# WORK ITEM
Repeat the passage of the Invitation Homes earnings report between "- Same Store NOI" and "primarily for acquisitions.", inclusive.

Invitation Homes Inc. (INVH) Tops Q2 EPS by 2c, Revenues Beat
Invitation Homes Inc. (NYSE: INVH) reported Q2 EPS of $0.08, $0.02 better than the analyst estimate of $0.06. Revenue for the quarter came in at $450 million versus the consensus estimate of $445.63 million.
Second Quarter 2020 Highlights
- Year over year, total revenues increased 1.9% to $450 million, total property operating and maintenance expenses increased 0.3% to $167 million, net income attributable to common stockholders increased 10.2% to $43 million, and net income per diluted common share increased 5.4% to $0.08.
- Year over year, Core FFO per share increased 4.4% to $0.32, and AFFO per share increased 9.4% to $0.27.
- Same Store NOI grew 2.3% year over year on 2.0% Same Store Core revenue growth and 1.3% Same Store Core operating expense growth.
- Same Store average occupancy was 97.5%, up 100 basis points year over year.
- Same Store renewal rent growth of 3.5% and Same Store new lease rent growth of 2.7% drove Same Store blended rent growth of 3.3%.
- The Company resumed sourcing acquisitions in June after pausing activity from mid-March through May.
- The Company issued and sold 16,690,400 shares of common stock during the quarter for net proceeds of $448 million. $150 million of the proceeds were used to fully repay the balance outstanding on the Company's revolving line of credit, and remaining proceeds are expected to be used primarily for acquisitions.
President & Chief Executive Officer Dallas Tanner comments: "The resilience of our business and the agility of our team and platform continue to serve us well as the COVID-19 pandemic evolves. I could not be prouder of the genuine care our associates in each market continue to provide, which has been reflected in rising resident satisfaction scores. Simply put, the pandemic has not slowed us down in living up to our mission statement, 'Together with you, we make a house a home.'
"Demand for our homes is as strong as it has ever been, with summer occupancy at record highs. We have successfully adapted to meet this demand and deliver exceptional service in a way that continues to prioritize health and safety above all else. We have also continued to achieve strong rent collection from our mature, stable resident base, with collections in June and July near historical average levels. This combination of strong demand and outstanding execution helped drive a year-over-year increase in AFFO per share of over 9% in the second quarter.

# RECORD EXTRACTS
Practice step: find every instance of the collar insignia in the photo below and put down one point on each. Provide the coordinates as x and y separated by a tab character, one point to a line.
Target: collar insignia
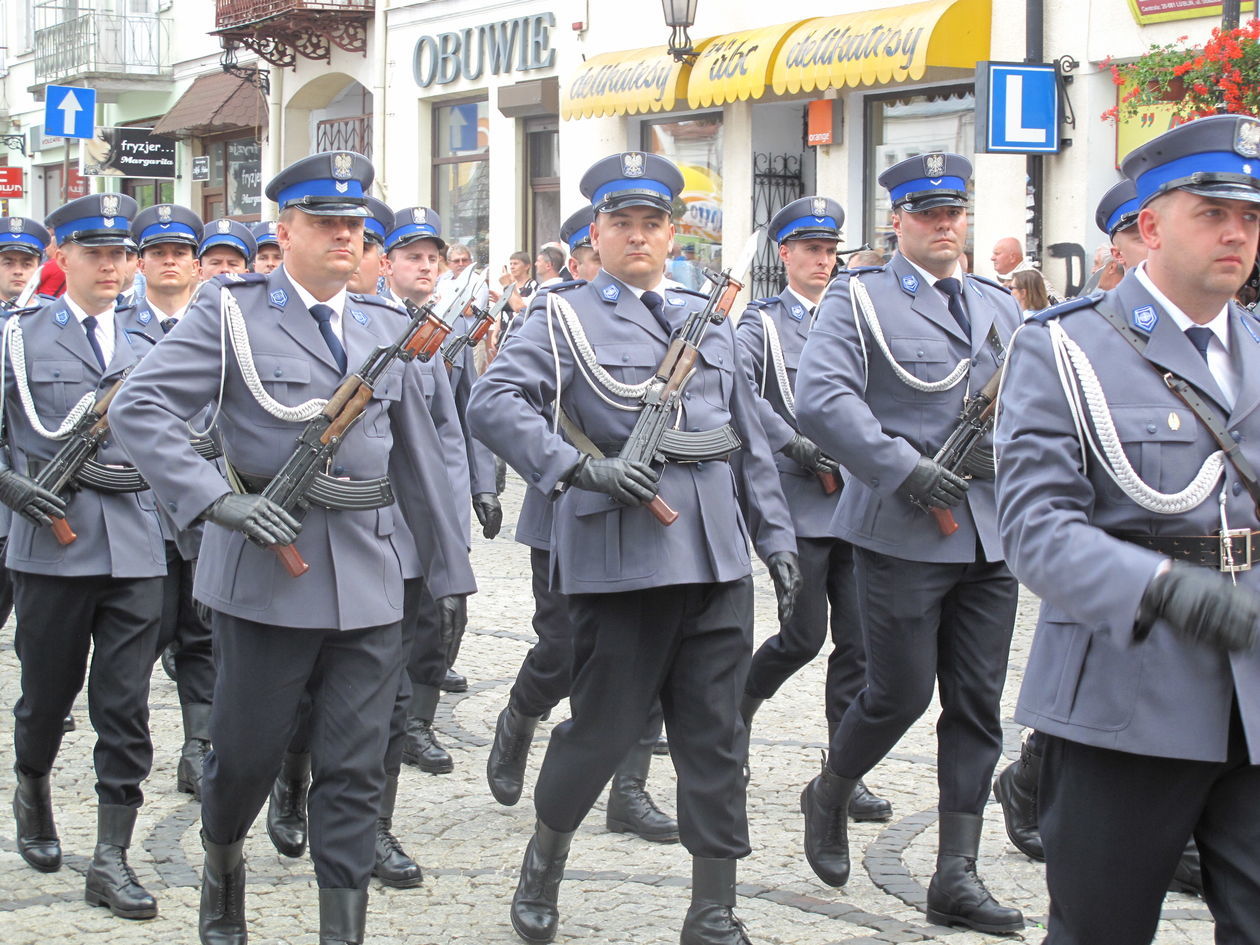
1145	318
633	164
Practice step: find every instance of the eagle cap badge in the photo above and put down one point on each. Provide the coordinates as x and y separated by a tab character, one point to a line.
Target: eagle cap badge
633	164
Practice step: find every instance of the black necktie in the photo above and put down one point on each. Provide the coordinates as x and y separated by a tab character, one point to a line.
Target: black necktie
90	328
1201	338
954	290
657	306
323	314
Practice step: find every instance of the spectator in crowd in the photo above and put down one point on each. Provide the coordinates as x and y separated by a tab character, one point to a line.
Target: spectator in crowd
1030	291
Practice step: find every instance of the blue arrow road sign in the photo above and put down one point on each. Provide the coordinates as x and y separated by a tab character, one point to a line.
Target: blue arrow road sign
1018	107
68	111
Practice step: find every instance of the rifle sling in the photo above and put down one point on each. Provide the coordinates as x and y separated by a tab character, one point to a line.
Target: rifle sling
1191	397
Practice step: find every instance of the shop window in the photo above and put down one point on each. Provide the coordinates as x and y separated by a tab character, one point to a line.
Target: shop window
461	183
694	145
904	125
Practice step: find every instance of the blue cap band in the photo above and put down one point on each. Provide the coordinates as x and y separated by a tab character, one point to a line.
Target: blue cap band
413	229
925	184
95	224
1154	180
807	223
614	187
350	189
24	238
223	240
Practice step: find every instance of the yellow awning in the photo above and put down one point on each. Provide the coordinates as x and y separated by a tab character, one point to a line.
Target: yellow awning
626	82
735	66
895	44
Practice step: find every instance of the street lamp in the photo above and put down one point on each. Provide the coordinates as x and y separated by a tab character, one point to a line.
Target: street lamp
679	15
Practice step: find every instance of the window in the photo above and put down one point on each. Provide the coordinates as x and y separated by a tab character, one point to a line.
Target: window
904	125
696	146
461	185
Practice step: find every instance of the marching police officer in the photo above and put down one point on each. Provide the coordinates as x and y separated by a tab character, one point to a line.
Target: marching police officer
771	333
546	672
333	633
1120	503
655	611
881	384
101	590
166	236
226	246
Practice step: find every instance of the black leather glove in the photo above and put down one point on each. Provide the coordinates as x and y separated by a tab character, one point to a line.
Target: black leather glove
489	513
785	572
933	485
34	504
979	464
805	452
260	519
1201	605
629	483
452	618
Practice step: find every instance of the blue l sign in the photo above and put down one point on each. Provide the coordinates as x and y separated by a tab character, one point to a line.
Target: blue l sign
1017	107
68	111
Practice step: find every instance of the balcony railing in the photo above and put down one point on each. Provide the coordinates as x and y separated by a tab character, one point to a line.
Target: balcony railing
90	44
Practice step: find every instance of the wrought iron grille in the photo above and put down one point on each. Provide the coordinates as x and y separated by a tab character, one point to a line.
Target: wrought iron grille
776	180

# WRITTEN ANSWER
- Same Store NOI grew 2.3% year over year on 2.0% Same Store Core revenue growth and 1.3% Same Store Core operating expense growth.
- Same Store average occupancy was 97.5%, up 100 basis points year over year.
- Same Store renewal rent growth of 3.5% and Same Store new lease rent growth of 2.7% drove Same Store blended rent growth of 3.3%.
- The Company resumed sourcing acquisitions in June after pausing activity from mid-March through May.
- The Company issued and sold 16,690,400 shares of common stock during the quarter for net proceeds of $448 million. $150 million of the proceeds were used to fully repay the balance outstanding on the Company's revolving line of credit, and remaining proceeds are expected to be used primarily for acquisitions.